* Quoted passage

# New Connecticut Rail Cars



## MrFSS (Feb 26, 2008)

Governor M. Jodi Rell unveiled the exterior design and the interior features of the new M-8 rail cars for the New Haven Line commuter train fleet. The Connecticut Department of Transportation (DOT) and Metro North Railroad (MNR) have been working with Kawasaki Rail Car, Inc., over the past several months to finalize designs and begin engineering of the new fleet. Continued progress on the state-of-the-art replacement rail cars are a major component of the Governor’s 2005 transportation initiative to revitalize Connecticut’s commuter services.

*Story Here*


----------



## Green Maned Lion (Feb 26, 2008)

What is this going to do for the bar cars?


----------



## sechs (Feb 26, 2008)

Eliminate them?


----------



## Dutchrailnut (Feb 26, 2008)

18 Bar cars are in last batch order, they will be painted different for easy recognition, but won't be deliverd till 2011


----------



## AlanB (Feb 26, 2008)

Dutchrailnut said:


> 18 Bar cars are in last batch order, they will be painted different for easy recognition, but won't be deliverd till 2011


And they'll be the best cars, bar none. :lol: :lol: :lol:


----------



## Green Maned Lion (Feb 27, 2008)

Are they going to continue running them until then?


----------



## AlanB (Feb 27, 2008)

Green Maned Lion said:


> Are they going to continue running them until then?


I would think so, as long as the shops can keep the current cars on the road until the new ones arrive. I've heard of no plans to discontinue them, and I'm pretty sure that the commuters would scream bloody murder if MN didn't try. And since money talks, and many CT commuters have money, the CT politicians tend to listen.


----------



## Dutchrailnut (Feb 27, 2008)

Currently there are 9 bar cars with 7 or 8 available on daily basis, while one is in maintenance.

So the M-8's will double the bar cars on the New Haven line.

There is no plans to retire any bar cars till very end , barring any unforseen problems.


----------



## had8ley (Feb 27, 2008)

Some time ago I had heard that one of the original Phoebe Snow (Lackawanna RR) observation cars was being used as a bar car on Metro-North. Can anyone verify this and if so do you know the car number and where it runs to? It would be nice to ride on it since the last time I did was in 1960.


----------



## Green Maned Lion (Feb 27, 2008)

Aren't the bar cars modified comets? *never rode on them*


----------



## Dutchrailnut (Feb 27, 2008)

Dutchrailnut said:


> Currently there are 9 bar cars with 7 or 8 available on daily basis, while one is in maintenance.So the M-8's will double the bar cars on the New Haven line.
> 
> There is no plans to retire any bar cars till very end , barring any unforseen problems.


The Phoebe Snow cars are NOT in regular service, they are part of the Executive(inspection) train.

The cars will be retired soon to be replaced by a few of Bombardier push pull cars.

Metro North has no comets, it has shoreliners and no non are bar cars anymore.

The M2 bar cars were specialy built by GE/Vickers.


----------



## jis (Apr 24, 2008)

Dutchrailnut said:


> Metro North has no comets, it has shoreliners ...


Aren't the west of Hudson MNRR cars called Comet Vs, or are they called differently from the similar NJT cars?


----------



## Dutchrailnut (Apr 25, 2008)

jis said:


> Dutchrailnut said:
> 
> 
> > Metro North has no comets, it has shoreliners ...
> ...



your right currently MNCR has 64 Comet V's but west of Hudson Metro North service is looked upon by Metro North employees as the red headed stepchild, since NJT operates it.


----------

* Written task A
In the thread on the new Connecticut rail cars, which company are the Connecticut DOT and Metro North working with to finalize the M-8 designs?

* Record set
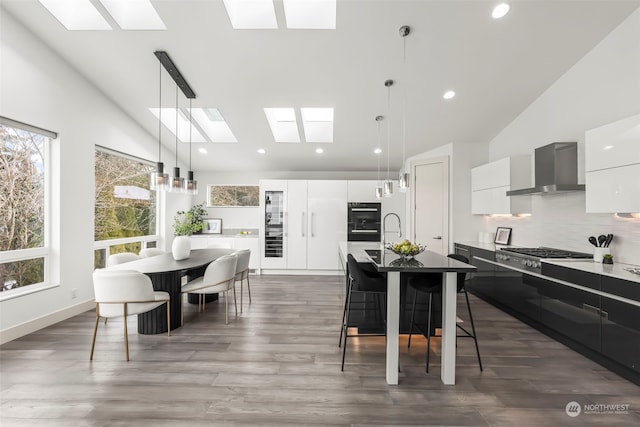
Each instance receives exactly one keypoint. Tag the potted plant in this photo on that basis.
* * *
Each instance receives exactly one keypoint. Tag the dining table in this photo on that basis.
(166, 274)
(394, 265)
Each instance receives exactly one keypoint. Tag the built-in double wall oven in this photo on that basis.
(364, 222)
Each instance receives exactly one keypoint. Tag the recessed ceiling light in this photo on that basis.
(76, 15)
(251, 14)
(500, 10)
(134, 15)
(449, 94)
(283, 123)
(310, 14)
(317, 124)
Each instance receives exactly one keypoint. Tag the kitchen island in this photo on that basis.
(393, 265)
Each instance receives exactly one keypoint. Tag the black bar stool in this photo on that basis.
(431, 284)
--
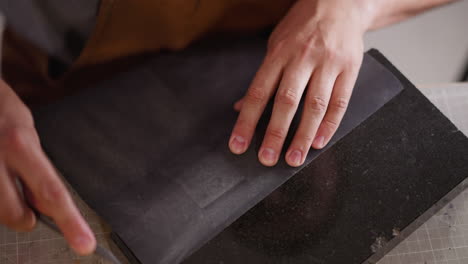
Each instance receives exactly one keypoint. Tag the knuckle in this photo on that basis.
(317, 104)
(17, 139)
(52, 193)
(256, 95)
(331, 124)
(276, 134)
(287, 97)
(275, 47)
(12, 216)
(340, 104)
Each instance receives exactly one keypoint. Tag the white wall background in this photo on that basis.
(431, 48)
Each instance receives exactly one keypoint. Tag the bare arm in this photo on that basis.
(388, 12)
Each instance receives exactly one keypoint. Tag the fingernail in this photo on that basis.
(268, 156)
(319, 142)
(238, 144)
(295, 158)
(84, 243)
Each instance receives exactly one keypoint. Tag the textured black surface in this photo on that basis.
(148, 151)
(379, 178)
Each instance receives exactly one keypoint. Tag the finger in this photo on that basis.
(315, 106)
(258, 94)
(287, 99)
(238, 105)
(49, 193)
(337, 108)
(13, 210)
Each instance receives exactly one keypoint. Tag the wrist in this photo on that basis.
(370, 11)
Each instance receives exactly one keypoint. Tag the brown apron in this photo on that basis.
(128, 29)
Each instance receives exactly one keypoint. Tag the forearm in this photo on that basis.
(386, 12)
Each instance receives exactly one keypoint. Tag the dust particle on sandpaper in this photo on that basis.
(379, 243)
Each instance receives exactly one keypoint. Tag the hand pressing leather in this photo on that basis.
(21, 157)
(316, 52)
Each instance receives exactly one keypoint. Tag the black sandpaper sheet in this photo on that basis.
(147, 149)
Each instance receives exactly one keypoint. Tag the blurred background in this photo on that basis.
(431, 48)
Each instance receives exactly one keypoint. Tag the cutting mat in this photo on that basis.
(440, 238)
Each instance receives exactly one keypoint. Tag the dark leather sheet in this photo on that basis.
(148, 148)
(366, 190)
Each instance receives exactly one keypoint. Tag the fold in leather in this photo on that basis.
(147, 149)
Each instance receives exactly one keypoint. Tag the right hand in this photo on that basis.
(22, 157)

* Written task B
Please find every line in the entries that contains the word "sheet", and copy each one out.

* Problem solution A
Kawasaki Rail Car, Inc.

* Problem solution B
Each instance receives exactly one keypoint. Tag the black sandpaper sheet in this photo on that basis.
Each instance receives exactly one keypoint. Tag the dark leather sheet in this photo on that basis.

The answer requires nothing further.